Ejercicios:
A. Cambia "pollos" por "gallinas" y reproduce el texto sobre los huertos familiares entre "Criar pollos en" y "que él tiene.", ambos incluidos.
B. Escribe una continuación del texto sobre los huertos familiares a partir del punto en que termina.

Fragmento para leer:
■ ■ ■ ■

Criar pollos en los patios y jardines de las casas (a ver cómo le hacen en los departamentos de interés social en la CDMX y demás ciudades del país) para no consumir aquellos engordados con hormonas, y producir verduras y legumbres para el autoconsumo, no es necesariamente, como algunos malintencionados lo han dicho, una “idea bolivariana” o del desagradecido asilado Evo Morales.
No.
Primero, es una propuesta del señor presidente de la república desde los lujosos salones virreinales del Palacio Nacional en su decálogo para afrontar la “nueva normalidad”, después de que México ha domado a la pandemia… según los datos que él tiene.
Segundo, es necesario decir que, a mediados de los años setenta del siglo pasado, el gobierno de Luis Echeverría, cuando el actual presidente era fervoroso militante del PRI, se impulsó e impuso desde el poder político unipersonal un programa público llamado Huertos Familiares. Es decir, hoy no hay mucha novedad, aunque la mayoría de los mexicanos no tengan registro de ese pasado tan remoto del que ya hace como 50 años.
El programa era sencillo: El gobierno federal distribuía semillas de verduras y legumbres; los ciudadanos las recibían o recogían y en sus casas las sembraban, primero en cajas recortadas a la mitad de leches como Alpura, Lala o Chipilo (el escribidor no recuerda otras marcas) o en latas de chiles y atún Calmex (La Costeña y Morena no existían todavía o eran poco conocidas) o de La Lechera y así; los retoños debían ser trasplantados en bateas, tinas o cajas mayores (en la azoteas y en las “jaulas” del tendido de la ropa) o en los jardines o patios de las casas que lo tuvieran, para contribuir a la autosuficiencia alimentaria y a un consumo sano. Los productos eran variados: jitomates, tomate, ejotes, acelgas, lechugas, rábanos, zanahorias, vamos hasta brócoli.
Y es muy difícil negar que ese programa tuvo repercusiones nacionales; es decir, se escuchó y también se puso en práctica en todo el país. Fue amadrinado por la entonces “compañera” presidencial, María Esther Zuno de Echeverría.

■ ■ ■ ■

Registros proporcionados:
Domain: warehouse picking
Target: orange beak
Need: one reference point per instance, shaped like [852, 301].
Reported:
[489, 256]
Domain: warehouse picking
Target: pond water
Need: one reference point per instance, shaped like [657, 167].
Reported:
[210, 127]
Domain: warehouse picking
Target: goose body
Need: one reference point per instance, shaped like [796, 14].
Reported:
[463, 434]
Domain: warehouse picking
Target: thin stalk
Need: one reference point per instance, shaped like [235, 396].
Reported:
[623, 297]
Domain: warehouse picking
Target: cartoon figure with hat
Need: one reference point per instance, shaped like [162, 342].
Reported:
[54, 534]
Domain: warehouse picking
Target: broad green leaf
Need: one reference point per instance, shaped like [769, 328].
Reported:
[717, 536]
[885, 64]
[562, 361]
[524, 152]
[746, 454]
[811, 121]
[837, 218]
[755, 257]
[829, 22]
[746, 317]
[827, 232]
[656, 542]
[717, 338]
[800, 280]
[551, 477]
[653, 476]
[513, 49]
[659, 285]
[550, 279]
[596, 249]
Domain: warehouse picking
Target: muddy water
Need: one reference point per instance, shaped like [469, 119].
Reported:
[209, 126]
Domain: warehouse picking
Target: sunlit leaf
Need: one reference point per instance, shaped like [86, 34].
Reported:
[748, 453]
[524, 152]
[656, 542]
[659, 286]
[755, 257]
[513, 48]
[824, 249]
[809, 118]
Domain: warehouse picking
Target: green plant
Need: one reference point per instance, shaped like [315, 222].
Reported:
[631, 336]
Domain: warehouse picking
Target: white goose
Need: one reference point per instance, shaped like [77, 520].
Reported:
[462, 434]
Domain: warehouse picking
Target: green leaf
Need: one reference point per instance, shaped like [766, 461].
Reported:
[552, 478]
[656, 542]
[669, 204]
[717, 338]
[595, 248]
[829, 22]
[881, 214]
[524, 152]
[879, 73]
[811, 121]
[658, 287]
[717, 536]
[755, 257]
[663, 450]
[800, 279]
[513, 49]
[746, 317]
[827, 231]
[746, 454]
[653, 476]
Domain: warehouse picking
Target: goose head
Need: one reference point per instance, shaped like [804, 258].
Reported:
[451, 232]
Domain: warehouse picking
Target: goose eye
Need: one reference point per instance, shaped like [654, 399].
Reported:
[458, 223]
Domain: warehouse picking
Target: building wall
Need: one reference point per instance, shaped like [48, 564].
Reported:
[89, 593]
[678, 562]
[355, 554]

■ ■ ■ ■

Resultados del ejercicio:
A.
Criar gallinas en los patios y jardines de las casas (a ver cómo le hacen en los departamentos de interés social en la CDMX y demás ciudades del país) para no consumir aquellos engordados con hormonas, y producir verduras y legumbres para el autoconsumo, no es necesariamente, como algunos malintencionados lo han dicho, una “idea bolivariana” o del desagradecido asilado Evo Morales.
No.
Primero, es una propuesta del señor presidente de la república desde los lujosos salones virreinales del Palacio Nacional en su decálogo para afrontar la “nueva normalidad”, después de que México ha domado a la pandemia… según los datos que él tiene.

B.
Decían que era una idea muy atractiva. México debería recuperar su “riqueza” de allá en el rancho grande, que antes sólo beneficiaba a los hacendados y que ya debía dar bienestar a todos los mexicanos: que los frutos de los limoneros, los aguacates, los guayabos, los naranjos, los nísperos, los chirimoyos (¡qué son?, preguntarán los jóvenes de hoy), todos árboles silvestres que daban frutos en los patios y corrales del país, aunque nadie les invirtiera. La lógica irrefutable.
Y, bueno, los jitomates, los tomates, los rábanos, las zanahorias, las lechugas, producidos por cada familia serían una fuente de ahorro que podría ser invertido en otras necesidades o, quizás, en lo que en ese tiempo se llamaba todavía “negocio de viudas” (meter el dinero al banco para ganar intereses); no mucho, pero algo era algo.
Sin embargo, el programa no tuvo mucho éxito. En marzo 1980, el gobierno de José López Portillo anunció la creación de Sistema Alimentario Mexicano (SAM), para resolver el problema nacional de abasto de productos básicos, que esencialmente venían del extranjero y no de los huertos familiares en las azoteas ni de los patios ni jardines de las casas de los mexicanos. Hoy hay una entelequia similar encabezada, eso dicen, por Ignacio Ovalle que busca lo mismo.
Desde el Antiguo Testamento, el Eclesiastés ya decía que no hay nuevo bajo el sol, mucho menos lo hay en la restauración del régimen de la corrupción mexicana.
DE LECTURA YA DE PIE: El escribidor debe confesar que fue beneficiario del programa de los huertos familiares. Una mala tarde de ahogo económico, como muchas, un buen amigo (Juan Francisco Campos Rodríguez, QEPD) encargado de un huerto familiar muestra en San Jerónimo Lídice, resolvió que la comida del día saldría de ahí. Cosechó brócoli. Lo puso a hervir y al primer hervor saltaron unos animalejos. “Haz de cuenta que es una sopa Campbells de verduras con trozos de pollo”, dijo; y claro que nos la comimos.